• Task requirements:
Reproduce all the items below, substituting "widest" for every occurrence of "thickest" and changing nothing else. Leave the pictures out.

• Provided material:
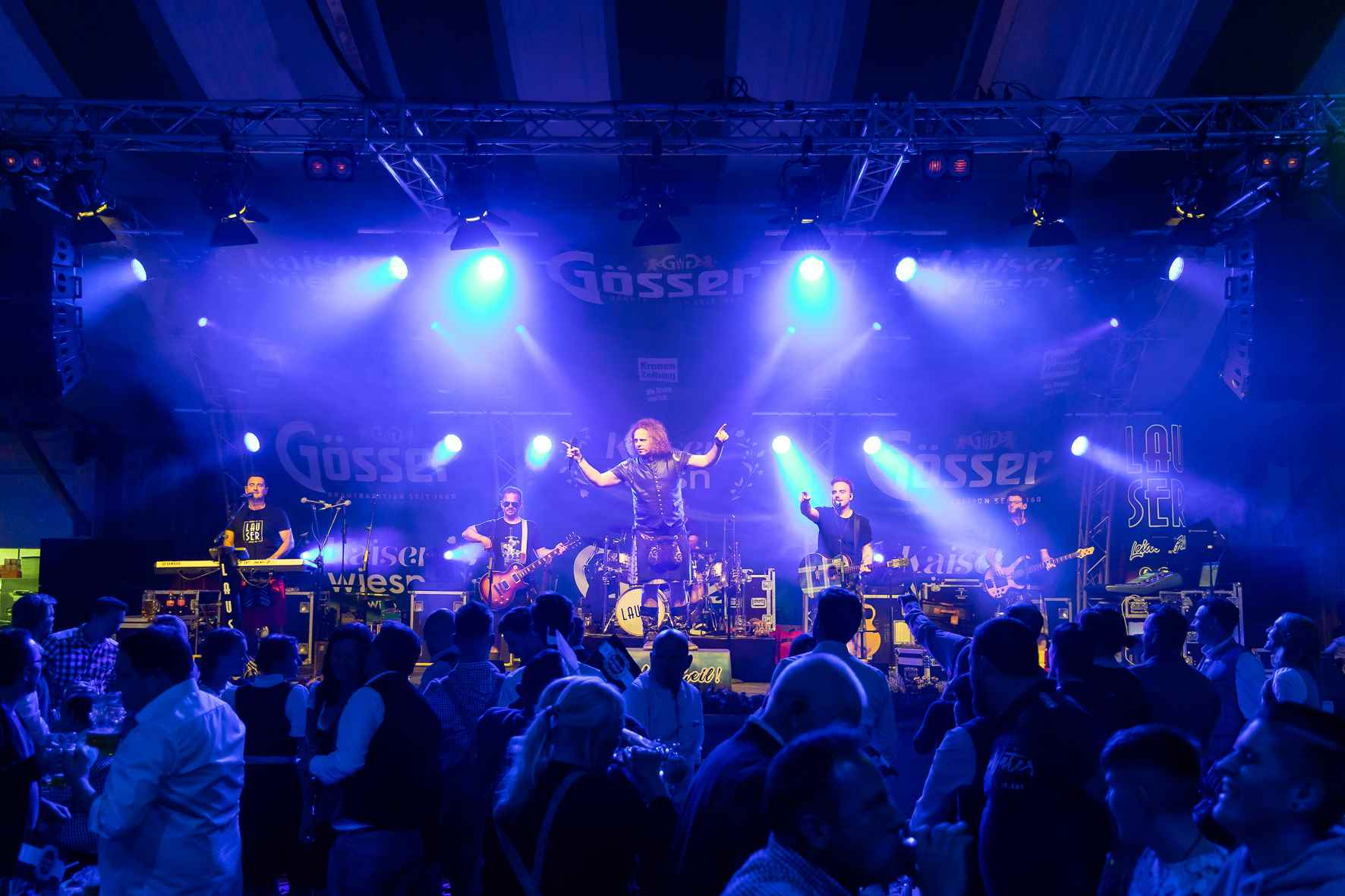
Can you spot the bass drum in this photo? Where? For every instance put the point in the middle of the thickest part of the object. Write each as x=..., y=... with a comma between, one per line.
x=628, y=610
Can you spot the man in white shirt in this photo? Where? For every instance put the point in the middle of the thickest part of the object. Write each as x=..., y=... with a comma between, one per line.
x=1235, y=671
x=167, y=819
x=667, y=706
x=839, y=615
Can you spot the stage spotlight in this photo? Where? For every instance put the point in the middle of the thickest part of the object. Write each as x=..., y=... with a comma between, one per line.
x=317, y=165
x=222, y=187
x=1048, y=198
x=490, y=269
x=805, y=236
x=472, y=209
x=1174, y=268
x=538, y=451
x=78, y=196
x=959, y=165
x=343, y=165
x=655, y=231
x=472, y=233
x=232, y=231
x=653, y=201
x=802, y=190
x=813, y=268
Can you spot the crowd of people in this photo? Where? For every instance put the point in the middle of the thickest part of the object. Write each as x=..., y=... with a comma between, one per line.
x=1085, y=775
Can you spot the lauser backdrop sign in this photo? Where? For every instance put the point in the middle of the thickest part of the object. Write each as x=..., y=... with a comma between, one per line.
x=1154, y=506
x=940, y=509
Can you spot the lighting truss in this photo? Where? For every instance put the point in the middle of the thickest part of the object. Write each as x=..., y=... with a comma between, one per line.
x=411, y=137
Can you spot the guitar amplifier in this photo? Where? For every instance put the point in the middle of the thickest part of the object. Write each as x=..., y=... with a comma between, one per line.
x=756, y=602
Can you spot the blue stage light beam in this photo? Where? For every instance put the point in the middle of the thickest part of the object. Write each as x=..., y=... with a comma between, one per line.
x=446, y=450
x=811, y=268
x=899, y=475
x=538, y=451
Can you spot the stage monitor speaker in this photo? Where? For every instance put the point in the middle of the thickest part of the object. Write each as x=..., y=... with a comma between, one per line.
x=80, y=571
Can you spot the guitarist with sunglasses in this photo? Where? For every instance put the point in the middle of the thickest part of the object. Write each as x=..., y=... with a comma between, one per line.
x=510, y=539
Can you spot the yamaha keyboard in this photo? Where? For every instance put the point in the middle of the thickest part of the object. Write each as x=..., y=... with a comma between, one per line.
x=284, y=564
x=188, y=567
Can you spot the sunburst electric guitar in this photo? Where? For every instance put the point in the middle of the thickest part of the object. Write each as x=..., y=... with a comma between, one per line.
x=498, y=588
x=1001, y=583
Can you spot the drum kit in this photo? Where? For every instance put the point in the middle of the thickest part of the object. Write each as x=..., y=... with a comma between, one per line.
x=704, y=605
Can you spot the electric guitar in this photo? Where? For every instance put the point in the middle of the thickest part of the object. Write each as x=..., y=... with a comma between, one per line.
x=1000, y=583
x=498, y=588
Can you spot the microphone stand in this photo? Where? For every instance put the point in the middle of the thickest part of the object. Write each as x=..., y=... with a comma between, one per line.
x=228, y=565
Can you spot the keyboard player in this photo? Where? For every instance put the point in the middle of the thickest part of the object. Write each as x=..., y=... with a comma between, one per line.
x=265, y=533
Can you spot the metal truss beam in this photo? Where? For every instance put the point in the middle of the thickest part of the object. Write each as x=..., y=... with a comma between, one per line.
x=868, y=184
x=731, y=128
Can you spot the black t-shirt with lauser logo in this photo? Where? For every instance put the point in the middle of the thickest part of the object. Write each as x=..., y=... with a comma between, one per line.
x=837, y=534
x=259, y=530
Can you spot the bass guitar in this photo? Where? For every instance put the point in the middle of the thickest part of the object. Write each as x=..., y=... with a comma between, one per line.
x=498, y=588
x=1001, y=581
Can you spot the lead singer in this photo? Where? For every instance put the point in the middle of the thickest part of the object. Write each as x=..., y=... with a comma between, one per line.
x=654, y=473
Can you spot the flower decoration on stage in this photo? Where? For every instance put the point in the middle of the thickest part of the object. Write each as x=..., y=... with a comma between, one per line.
x=749, y=459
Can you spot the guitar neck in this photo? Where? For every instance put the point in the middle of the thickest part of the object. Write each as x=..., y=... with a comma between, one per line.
x=1038, y=567
x=541, y=561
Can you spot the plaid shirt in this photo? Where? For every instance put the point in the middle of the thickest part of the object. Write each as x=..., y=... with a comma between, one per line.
x=69, y=657
x=778, y=871
x=459, y=699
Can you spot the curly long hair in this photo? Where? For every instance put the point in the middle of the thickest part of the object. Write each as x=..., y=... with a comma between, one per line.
x=585, y=713
x=660, y=443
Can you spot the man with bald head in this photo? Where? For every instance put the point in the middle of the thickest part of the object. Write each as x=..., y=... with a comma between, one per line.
x=723, y=821
x=663, y=703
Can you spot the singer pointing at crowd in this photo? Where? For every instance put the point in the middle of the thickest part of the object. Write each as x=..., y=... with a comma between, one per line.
x=654, y=474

• Finished exercise:
Can you spot the bass drum in this photo? Where? For every instance put the point in the middle of the widest part of the object. Write each as x=..., y=... with a comma between, one per line.
x=628, y=610
Can you spot the man in white shirt in this photo? Where? For every instance put the point in the middle of the widest part of the object. Write each as x=..., y=... with a comma between, one per line.
x=1235, y=671
x=167, y=819
x=667, y=706
x=839, y=615
Can you spot the stage spotlight in this photo? Where? For every instance put the point in the middle of the widest part of the object. Write each as x=..., y=... with a comma between, one per line.
x=317, y=165
x=222, y=187
x=1048, y=198
x=490, y=269
x=805, y=236
x=472, y=209
x=1174, y=268
x=538, y=451
x=78, y=196
x=959, y=165
x=343, y=165
x=655, y=231
x=472, y=233
x=232, y=231
x=653, y=201
x=802, y=190
x=813, y=268
Can you spot the crowd of people in this photo? Where? For every instance put the point in the middle of the widest part of the object. Write each as x=..., y=... with a comma between, one per line.
x=1085, y=775
Can you spot the lauser backdrop sign in this photo? Where? For every instance put the point in the middle of the widest part of the object. Write each as x=..., y=... with a comma between, one per line.
x=1154, y=506
x=940, y=509
Can you spot the lighting truss in this photo? Where? For every instance put the point in the middle of the widest part of the object. Write each as x=..., y=... with a comma between, one per line.
x=411, y=137
Can you spot the guitar amplifier in this photo? Where? For every instance put the point in the middle of the widest part of the object. Write each as x=..., y=... with a comma between, one per line.
x=756, y=602
Can you spot the blue stage light beam in this photo? Where? For every instance put the point in the middle of the widest part of the object. Write each as x=..., y=... with a comma between, one per line.
x=446, y=450
x=811, y=268
x=899, y=475
x=538, y=451
Can you spot the stage monitor speaker in this photo? Where? For every instance put the point in the middle of the widest part of the object. Write each as x=..., y=... with a comma between, one per line.
x=80, y=571
Can you spot the guitarist with sunglasses in this photo? Where? For every instance put the point in the middle of the widest part of the object. Write each as x=..., y=... with a comma between, one per line.
x=510, y=539
Can you spot the yamaha keyboard in this photo? Where? For every instance put the point in the middle of the widest part of the object. Write each as x=..., y=... with a comma between, one per line.
x=284, y=564
x=188, y=567
Can you spot the sunburst electric guitar in this photo? Where? For every instance put the point in the middle of the widest part of the object. Write each as x=..., y=... with a comma between, one per line.
x=498, y=588
x=1001, y=583
Can you spot the drum kit in this photo? Where? For every instance put the point in the middle of the widest part of the object. Write each as x=..., y=... with a comma between, one per line.
x=704, y=605
Can you spot the electric guitar in this photo? Where? For every instance put the point in the middle of the widest part of the object. Write each as x=..., y=... with a comma between, one per line.
x=1000, y=583
x=498, y=588
Can you spot the microphone stand in this photo? Where? For every instance put the point in the middle of the widest part of the object. Write each as x=..., y=... with a comma between, one per line.
x=228, y=565
Can you spot the keyboard player in this photo? Where? For every instance put the point in the middle of the widest part of the object. Write each as x=..., y=... with a comma between, one per line.
x=265, y=533
Can you spot the metal truss beam in this photo? Where? For every instance put the point in the middle of the widest part of the object. Write each as x=..., y=... with a comma between, one per line.
x=868, y=184
x=731, y=128
Can you spot the black t-shirt with lauser logo in this photo? Where? For every instance put the point in the middle of the widest part of the object. Write each as x=..., y=... with a comma between, one per line.
x=837, y=534
x=259, y=530
Can you spot the bass guitar in this photo? Where? For every instance put the point in the middle of the widest part of the object. Write each as x=..., y=... with a comma between, one per line.
x=498, y=588
x=1001, y=581
Can you spot the lead singer in this photo? Where? For every instance put the point in the middle of the widest part of the object. Write each as x=..., y=... with a comma between, one per line.
x=654, y=473
Can you spot the flower decoration on stage in this photo? Where? For every instance put the point in the middle of the widest part of the object. Write each as x=..., y=... with a comma between, one per line.
x=749, y=459
Can you spot the guitar neck in this photo? Where? For every instance put the point in the middle of the widest part of the object. Write each as x=..., y=... with a comma between, one per line.
x=1038, y=567
x=541, y=561
Can you spot the plaid shirt in this photo? Where? For every instance put the point in the middle of the widest part of the object. Write each as x=..., y=... with a comma between, one per line.
x=69, y=657
x=778, y=871
x=459, y=699
Can you spot the curly long hair in this photo? Where? For every instance put the point in the middle of the widest part of the object. Write each as x=..., y=... with a comma between, one per line.
x=585, y=713
x=660, y=443
Can you spot the man with bald head in this photo? Where? For every instance put the point in the middle of the widest part of the object. Write each as x=..., y=... with a comma between, one per line.
x=723, y=821
x=663, y=703
Can you spot the singer pointing at crowd in this photo? Where? For every instance put the point in the middle of the widest part of the object. Write each as x=..., y=... with a comma between, one per line.
x=654, y=474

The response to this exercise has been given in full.